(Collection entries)
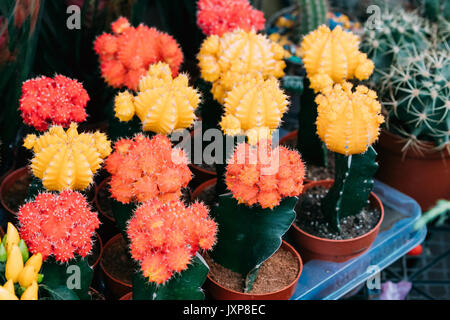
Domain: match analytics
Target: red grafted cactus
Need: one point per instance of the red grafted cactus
(142, 169)
(262, 175)
(126, 55)
(221, 16)
(165, 236)
(58, 101)
(58, 224)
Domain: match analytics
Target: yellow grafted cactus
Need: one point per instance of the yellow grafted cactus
(67, 159)
(348, 122)
(225, 60)
(163, 104)
(254, 108)
(332, 57)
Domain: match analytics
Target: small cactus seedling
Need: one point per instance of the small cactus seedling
(57, 101)
(228, 59)
(163, 104)
(67, 159)
(222, 16)
(126, 55)
(264, 183)
(164, 238)
(348, 123)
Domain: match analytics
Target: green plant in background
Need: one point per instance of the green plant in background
(19, 29)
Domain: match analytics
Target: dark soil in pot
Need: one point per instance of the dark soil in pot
(276, 273)
(117, 261)
(311, 220)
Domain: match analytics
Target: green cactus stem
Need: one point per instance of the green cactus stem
(352, 186)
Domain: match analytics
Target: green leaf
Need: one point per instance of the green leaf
(248, 236)
(183, 286)
(351, 189)
(66, 275)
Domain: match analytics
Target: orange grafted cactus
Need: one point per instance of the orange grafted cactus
(164, 236)
(262, 175)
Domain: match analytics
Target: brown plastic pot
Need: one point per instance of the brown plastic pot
(108, 228)
(316, 248)
(425, 177)
(219, 292)
(116, 287)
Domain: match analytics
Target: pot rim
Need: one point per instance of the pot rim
(294, 282)
(367, 234)
(108, 243)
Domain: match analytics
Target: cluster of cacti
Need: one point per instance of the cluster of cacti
(237, 56)
(311, 14)
(58, 101)
(66, 159)
(163, 104)
(332, 57)
(126, 55)
(348, 122)
(61, 225)
(255, 104)
(19, 268)
(262, 175)
(164, 236)
(142, 169)
(222, 16)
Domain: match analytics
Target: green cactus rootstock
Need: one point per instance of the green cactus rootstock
(186, 285)
(351, 189)
(312, 13)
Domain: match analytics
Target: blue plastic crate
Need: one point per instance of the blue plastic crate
(331, 280)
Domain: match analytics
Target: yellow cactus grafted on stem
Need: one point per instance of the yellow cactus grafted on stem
(67, 159)
(163, 103)
(237, 56)
(254, 108)
(348, 122)
(332, 57)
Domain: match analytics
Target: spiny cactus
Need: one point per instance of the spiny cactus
(312, 14)
(164, 237)
(126, 55)
(418, 97)
(225, 60)
(254, 104)
(260, 175)
(332, 57)
(221, 16)
(163, 104)
(57, 101)
(67, 159)
(144, 168)
(348, 122)
(61, 225)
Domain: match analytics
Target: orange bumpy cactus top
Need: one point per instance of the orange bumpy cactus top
(126, 55)
(264, 175)
(142, 169)
(165, 235)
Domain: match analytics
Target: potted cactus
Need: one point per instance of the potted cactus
(264, 183)
(413, 84)
(338, 220)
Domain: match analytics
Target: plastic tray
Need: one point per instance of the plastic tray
(322, 280)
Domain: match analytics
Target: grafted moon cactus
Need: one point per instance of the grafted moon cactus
(332, 57)
(67, 159)
(224, 60)
(348, 122)
(254, 104)
(163, 104)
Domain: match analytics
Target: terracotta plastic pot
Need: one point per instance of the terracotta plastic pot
(316, 248)
(116, 287)
(425, 177)
(108, 227)
(218, 292)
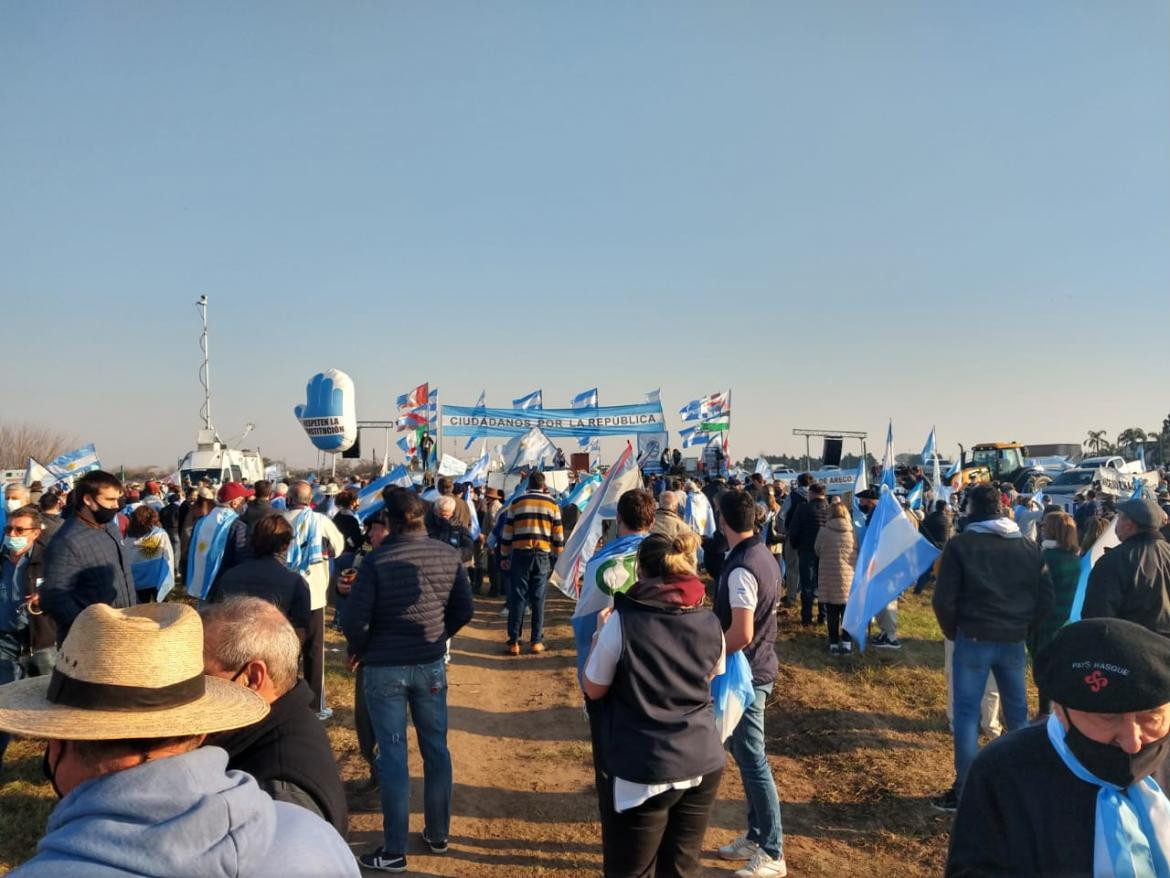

**Brief**
Gather every line of the entries above that contains the word "small", copying each one in full. Case counts.

**Solution to the exercise**
Target: small cactus seedling
Need: one point per instance of the small cactus seedling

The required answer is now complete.